▸ Task objective:
Output all the data exactly as it appears below.

═══ Records supplied

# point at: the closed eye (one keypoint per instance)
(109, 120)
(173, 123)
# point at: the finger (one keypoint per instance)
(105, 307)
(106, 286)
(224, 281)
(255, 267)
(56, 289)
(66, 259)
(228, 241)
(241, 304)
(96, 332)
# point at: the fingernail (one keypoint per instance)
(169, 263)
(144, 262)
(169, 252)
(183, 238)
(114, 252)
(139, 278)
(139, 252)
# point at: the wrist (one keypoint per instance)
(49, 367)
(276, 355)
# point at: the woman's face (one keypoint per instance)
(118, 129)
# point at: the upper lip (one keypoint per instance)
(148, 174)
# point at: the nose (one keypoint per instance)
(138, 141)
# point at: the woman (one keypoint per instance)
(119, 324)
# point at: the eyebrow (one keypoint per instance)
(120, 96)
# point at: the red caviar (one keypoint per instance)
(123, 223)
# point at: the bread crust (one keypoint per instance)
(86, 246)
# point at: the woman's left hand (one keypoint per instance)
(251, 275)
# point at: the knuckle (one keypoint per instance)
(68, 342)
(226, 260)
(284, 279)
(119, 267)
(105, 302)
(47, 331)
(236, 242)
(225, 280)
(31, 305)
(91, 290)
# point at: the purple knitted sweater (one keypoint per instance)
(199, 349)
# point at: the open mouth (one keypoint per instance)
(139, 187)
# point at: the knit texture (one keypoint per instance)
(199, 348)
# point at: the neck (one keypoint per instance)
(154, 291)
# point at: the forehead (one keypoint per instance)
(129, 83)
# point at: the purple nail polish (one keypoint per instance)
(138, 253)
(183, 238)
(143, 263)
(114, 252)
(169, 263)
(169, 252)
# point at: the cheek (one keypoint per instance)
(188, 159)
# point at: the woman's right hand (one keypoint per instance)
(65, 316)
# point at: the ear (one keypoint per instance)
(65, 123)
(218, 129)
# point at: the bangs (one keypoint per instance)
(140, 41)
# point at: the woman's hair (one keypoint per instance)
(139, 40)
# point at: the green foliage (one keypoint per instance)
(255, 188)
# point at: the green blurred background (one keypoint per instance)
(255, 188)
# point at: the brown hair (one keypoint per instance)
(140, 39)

══════

▸ Problem solution:
# point at: the closed eye (one keypoint per instance)
(109, 120)
(173, 123)
# point at: the finger (one keypoint per instance)
(105, 307)
(106, 286)
(224, 281)
(255, 267)
(56, 289)
(66, 259)
(228, 241)
(241, 304)
(96, 332)
# point at: the fingernail (one keypoint per instance)
(169, 263)
(144, 262)
(169, 252)
(183, 238)
(114, 252)
(139, 278)
(139, 252)
# point at: the wrist (one keypoint per instance)
(49, 367)
(276, 355)
# point at: the woman's face (one keypoint per instance)
(118, 129)
# point at: the upper lip (one keypoint per instance)
(148, 174)
# point at: the nose (one keypoint per instance)
(138, 141)
# point at: the woman (one keypoint per instance)
(119, 324)
# point at: the eyebrow (one keypoint per instance)
(120, 96)
# point at: the red caviar (one keypoint per instance)
(123, 223)
# point at: the bread crust (one keypoint per instance)
(86, 246)
# point at: the woman's left hand (one keypoint per instance)
(251, 275)
# point at: the knuckle (one keypoint per instance)
(68, 342)
(226, 260)
(284, 279)
(119, 267)
(105, 302)
(47, 331)
(236, 242)
(225, 280)
(31, 305)
(91, 290)
# point at: the purple knitted sweater (one keypoint per instance)
(199, 349)
# point at: the open mouth (one keypoint per instance)
(139, 187)
# point at: the knit texture (one keypoint per instance)
(199, 348)
# point at: the neck (one keypoint per instance)
(154, 291)
# point at: the forehead (one keypoint per instance)
(129, 83)
# point at: the purple nail polish (one keypoint per instance)
(138, 253)
(183, 238)
(143, 263)
(114, 252)
(169, 263)
(169, 252)
# point at: the cheek (one keypoint per instance)
(188, 159)
# point at: the woman's right hand (one keypoint per instance)
(65, 316)
# point at: the ear (one keypoint per instance)
(65, 123)
(218, 129)
# point at: the bangs (one keypoint per instance)
(140, 41)
# point at: the woman's hair (one keypoint per instance)
(139, 40)
# point at: the green foliage (one keypoint per instance)
(255, 188)
# point at: the green blurred background (one keypoint per instance)
(255, 188)
# point at: the brown hair (one keypoint per instance)
(140, 39)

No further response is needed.